(Given task):
Output the listing below as a JSON list of strings, with one string for each line and no blank lines.

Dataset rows
---*---
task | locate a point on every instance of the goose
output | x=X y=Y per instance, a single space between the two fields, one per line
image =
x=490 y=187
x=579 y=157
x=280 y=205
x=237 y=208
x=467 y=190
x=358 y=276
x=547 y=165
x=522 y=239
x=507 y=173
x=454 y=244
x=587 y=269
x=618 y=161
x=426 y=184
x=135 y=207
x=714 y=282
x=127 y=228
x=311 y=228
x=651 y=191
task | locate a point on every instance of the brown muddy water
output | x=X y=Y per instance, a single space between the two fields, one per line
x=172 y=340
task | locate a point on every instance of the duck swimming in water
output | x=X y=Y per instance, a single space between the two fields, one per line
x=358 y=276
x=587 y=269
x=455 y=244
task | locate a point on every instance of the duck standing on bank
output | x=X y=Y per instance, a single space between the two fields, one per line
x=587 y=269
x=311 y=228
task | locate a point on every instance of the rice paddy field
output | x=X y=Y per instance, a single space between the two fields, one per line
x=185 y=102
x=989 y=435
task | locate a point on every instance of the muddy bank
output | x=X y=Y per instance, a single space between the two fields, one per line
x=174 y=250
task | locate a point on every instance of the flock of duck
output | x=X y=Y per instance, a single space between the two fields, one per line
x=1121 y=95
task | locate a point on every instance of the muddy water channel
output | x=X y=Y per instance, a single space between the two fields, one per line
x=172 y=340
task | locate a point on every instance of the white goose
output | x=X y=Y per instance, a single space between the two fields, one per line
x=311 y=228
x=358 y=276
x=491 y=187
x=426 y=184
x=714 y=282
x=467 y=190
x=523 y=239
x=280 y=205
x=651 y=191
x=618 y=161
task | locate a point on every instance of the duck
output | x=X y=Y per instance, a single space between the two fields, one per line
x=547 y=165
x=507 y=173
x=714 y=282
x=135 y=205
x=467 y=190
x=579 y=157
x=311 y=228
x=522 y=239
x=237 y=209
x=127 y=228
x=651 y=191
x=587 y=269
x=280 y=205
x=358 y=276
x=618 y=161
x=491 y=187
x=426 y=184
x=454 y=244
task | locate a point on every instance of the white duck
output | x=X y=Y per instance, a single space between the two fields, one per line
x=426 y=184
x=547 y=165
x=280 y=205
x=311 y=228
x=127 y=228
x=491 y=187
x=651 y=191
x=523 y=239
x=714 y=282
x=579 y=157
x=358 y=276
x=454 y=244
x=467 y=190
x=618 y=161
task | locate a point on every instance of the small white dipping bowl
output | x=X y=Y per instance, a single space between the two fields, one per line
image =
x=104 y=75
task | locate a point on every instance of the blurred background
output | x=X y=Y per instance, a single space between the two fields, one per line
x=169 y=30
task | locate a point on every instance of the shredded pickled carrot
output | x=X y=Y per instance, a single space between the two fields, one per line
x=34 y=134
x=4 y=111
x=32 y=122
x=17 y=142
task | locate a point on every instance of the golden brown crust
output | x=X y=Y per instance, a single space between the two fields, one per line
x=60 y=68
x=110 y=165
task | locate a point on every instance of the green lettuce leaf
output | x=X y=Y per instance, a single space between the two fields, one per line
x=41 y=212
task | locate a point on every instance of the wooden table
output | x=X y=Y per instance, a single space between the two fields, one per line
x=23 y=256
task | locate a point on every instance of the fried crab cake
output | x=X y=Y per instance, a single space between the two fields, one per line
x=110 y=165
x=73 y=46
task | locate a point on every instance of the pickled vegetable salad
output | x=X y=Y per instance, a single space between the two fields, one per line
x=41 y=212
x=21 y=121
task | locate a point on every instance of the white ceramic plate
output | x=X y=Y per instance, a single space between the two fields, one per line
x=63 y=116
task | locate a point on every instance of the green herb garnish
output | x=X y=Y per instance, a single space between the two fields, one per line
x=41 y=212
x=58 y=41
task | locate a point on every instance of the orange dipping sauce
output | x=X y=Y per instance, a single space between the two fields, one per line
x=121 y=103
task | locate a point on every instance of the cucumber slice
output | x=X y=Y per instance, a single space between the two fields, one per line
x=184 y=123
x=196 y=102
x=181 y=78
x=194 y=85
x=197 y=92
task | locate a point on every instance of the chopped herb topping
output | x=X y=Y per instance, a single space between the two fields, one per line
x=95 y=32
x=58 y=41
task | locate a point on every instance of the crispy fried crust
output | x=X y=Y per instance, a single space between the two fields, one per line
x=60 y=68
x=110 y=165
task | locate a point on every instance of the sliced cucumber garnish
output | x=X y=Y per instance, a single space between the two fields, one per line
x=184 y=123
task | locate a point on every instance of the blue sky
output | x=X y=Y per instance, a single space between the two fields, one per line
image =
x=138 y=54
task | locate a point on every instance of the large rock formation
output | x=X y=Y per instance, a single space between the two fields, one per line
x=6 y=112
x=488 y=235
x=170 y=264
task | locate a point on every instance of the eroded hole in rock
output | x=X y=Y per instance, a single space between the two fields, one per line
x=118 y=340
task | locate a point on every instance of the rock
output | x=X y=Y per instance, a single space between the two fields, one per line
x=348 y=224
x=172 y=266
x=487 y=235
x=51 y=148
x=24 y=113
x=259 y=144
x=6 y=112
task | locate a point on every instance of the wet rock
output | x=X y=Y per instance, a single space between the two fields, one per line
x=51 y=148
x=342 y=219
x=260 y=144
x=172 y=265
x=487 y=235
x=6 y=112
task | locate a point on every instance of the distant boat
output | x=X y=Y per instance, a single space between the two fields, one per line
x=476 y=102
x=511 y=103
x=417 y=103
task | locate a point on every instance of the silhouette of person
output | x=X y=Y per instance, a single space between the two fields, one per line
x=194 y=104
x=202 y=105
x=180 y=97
---*---
(Response below):
[
  "task | locate a point on every instance of the goose",
  "output | x=X y=Y per instance, a single space between the two fields, one per line",
  "image =",
  "x=490 y=187",
  "x=579 y=157",
  "x=280 y=205",
  "x=237 y=208",
  "x=467 y=190",
  "x=358 y=276",
  "x=547 y=165",
  "x=522 y=239",
  "x=507 y=173",
  "x=454 y=244",
  "x=587 y=269",
  "x=618 y=161",
  "x=426 y=184",
  "x=135 y=207",
  "x=714 y=282",
  "x=127 y=228",
  "x=311 y=228",
  "x=651 y=191",
  "task | locate a point on every instance of the brown muddy water",
  "output | x=X y=Y per instance, a single space between the two fields, one per line",
  "x=172 y=340",
  "task | locate a point on every instance of the duck swimming in water",
  "output | x=X y=Y per instance, a single space between the two fields, one per line",
  "x=358 y=276",
  "x=587 y=269",
  "x=455 y=244",
  "task | locate a point on every instance of the duck standing on bank",
  "output | x=X y=Y per instance, a single space between the two fields, one per line",
  "x=587 y=269",
  "x=311 y=228",
  "task | locate a point on every instance of the rice paddy field",
  "output | x=X y=Y per instance, a single space between the two fields, one per line",
  "x=185 y=102",
  "x=989 y=435",
  "task | locate a point on every instance of the muddy bank",
  "output | x=X y=Y per instance, a single space between the two fields, one per line",
  "x=174 y=250",
  "task | locate a point on every instance of the flock of duck",
  "output | x=X y=Y per instance, a single space between the two fields, one per line",
  "x=1121 y=95",
  "task | locate a point on every instance of the muddy water channel",
  "output | x=X y=Y per instance, a single space between the two fields, one per line",
  "x=172 y=340",
  "task | locate a point on every instance of the white goose",
  "output | x=X y=Y per instance, a single space between the two fields, one per line",
  "x=311 y=228",
  "x=358 y=276",
  "x=491 y=187",
  "x=426 y=184",
  "x=714 y=282",
  "x=467 y=190",
  "x=523 y=239",
  "x=280 y=205",
  "x=651 y=191",
  "x=618 y=161",
  "task | locate a point on every instance of the duck",
  "output | x=X y=Y per instance, a single space between the two fields, one per line",
  "x=547 y=165",
  "x=507 y=173",
  "x=714 y=282",
  "x=135 y=205",
  "x=467 y=190",
  "x=579 y=157",
  "x=311 y=228",
  "x=522 y=239",
  "x=237 y=209",
  "x=127 y=228",
  "x=651 y=191",
  "x=587 y=269",
  "x=280 y=205",
  "x=358 y=276",
  "x=618 y=161",
  "x=491 y=187",
  "x=426 y=184",
  "x=454 y=244",
  "task | locate a point on every instance of the white duck",
  "output | x=X y=Y per instance, a single space between the two fields, one per line",
  "x=426 y=184",
  "x=547 y=165",
  "x=280 y=205",
  "x=311 y=228",
  "x=127 y=228",
  "x=491 y=187",
  "x=651 y=191",
  "x=523 y=239",
  "x=714 y=282",
  "x=579 y=157",
  "x=358 y=276",
  "x=454 y=244",
  "x=467 y=190",
  "x=618 y=161",
  "task | locate a point on every instance of the small white dipping bowl",
  "output | x=X y=Y per instance, a single space between the two fields, one per line",
  "image =",
  "x=104 y=75",
  "task | locate a point on every instance of the blurred background",
  "output | x=X y=Y per instance, a single space between the two fields, one per line",
  "x=169 y=30",
  "task | locate a point on every instance of the shredded pickled carrot",
  "output | x=X y=Y per instance, a single space between the two fields, one per line",
  "x=34 y=134",
  "x=4 y=111",
  "x=32 y=122",
  "x=17 y=142",
  "task | locate a point on every instance of the golden brown crust",
  "output | x=X y=Y per instance, a single space between the two fields, one per line",
  "x=60 y=68",
  "x=110 y=165",
  "task | locate a point on every instance of the green lettuce leaf",
  "output | x=X y=Y per instance, a single space between the two fields, one per line",
  "x=41 y=212",
  "task | locate a point on every instance of the wooden table",
  "output | x=X y=Y per instance, a single space between the two fields, one per line",
  "x=23 y=256",
  "task | locate a point on every instance of the fried crab cake",
  "output | x=X y=Y per instance, a single space between the two fields, one per line",
  "x=110 y=165",
  "x=73 y=46",
  "task | locate a point on every instance of the pickled vegetable salad",
  "output | x=X y=Y per instance, a single space between the two fields, one per line",
  "x=41 y=212",
  "x=21 y=121",
  "task | locate a point on every instance of the white ceramic plate",
  "output | x=X y=Y per instance, a single space between the two fields, one per line",
  "x=63 y=116",
  "task | locate a point on every instance of the green herb garnish",
  "output | x=X y=Y per instance, a single space between the two fields, one per line",
  "x=41 y=212",
  "x=58 y=41",
  "task | locate a point on every instance of the orange dipping sauce",
  "output | x=X y=Y per instance, a single space between the two fields, one per line",
  "x=121 y=103",
  "task | locate a point on every instance of the cucumber slice",
  "output | x=X y=Y per instance, a single space between the two fields, one per line",
  "x=184 y=123",
  "x=196 y=102",
  "x=181 y=78",
  "x=194 y=85",
  "x=197 y=92",
  "task | locate a point on every instance of the chopped herb topping",
  "output | x=X y=Y per instance, a single space between the two fields, one per line",
  "x=95 y=32",
  "x=58 y=41",
  "task | locate a point on every instance of the crispy fried crust",
  "output | x=X y=Y per instance, a single space between the two fields, one per line",
  "x=60 y=68",
  "x=110 y=165",
  "task | locate a point on every instance of the sliced cucumber garnish",
  "output | x=X y=Y per instance, a single space between the two fields, one per line",
  "x=184 y=123",
  "task | locate a point on every instance of the blue sky",
  "output | x=X y=Y per instance, a single space between the two fields, one per line",
  "image =",
  "x=138 y=54",
  "task | locate a point on every instance of the large rock formation",
  "output | x=X y=Y per instance, a single space between the two fields, one per line",
  "x=6 y=112",
  "x=488 y=235",
  "x=170 y=264",
  "task | locate a point on every instance of the eroded hole in rock",
  "output | x=X y=Y per instance, a single space between the two fields, one per line",
  "x=118 y=340",
  "task | locate a point on every instance of the rock",
  "output | x=X y=Y per instance, a single space between the two fields, one per line",
  "x=348 y=224",
  "x=172 y=266",
  "x=487 y=235",
  "x=51 y=148",
  "x=24 y=113",
  "x=259 y=144",
  "x=6 y=112",
  "task | locate a point on every instance of the wet rock",
  "output | x=X y=Y per instance, a single space between the two fields, one per line",
  "x=51 y=148",
  "x=342 y=219",
  "x=260 y=144",
  "x=172 y=265",
  "x=487 y=235",
  "x=6 y=112",
  "task | locate a point on every instance of the distant boat",
  "output | x=X y=Y per instance, a single space between the two fields, one per line",
  "x=476 y=102",
  "x=511 y=103",
  "x=417 y=103",
  "task | locate a point on every instance of the silhouette of person",
  "output | x=X y=Y per instance, a single space between the two fields, one per line",
  "x=194 y=104",
  "x=202 y=105",
  "x=180 y=97"
]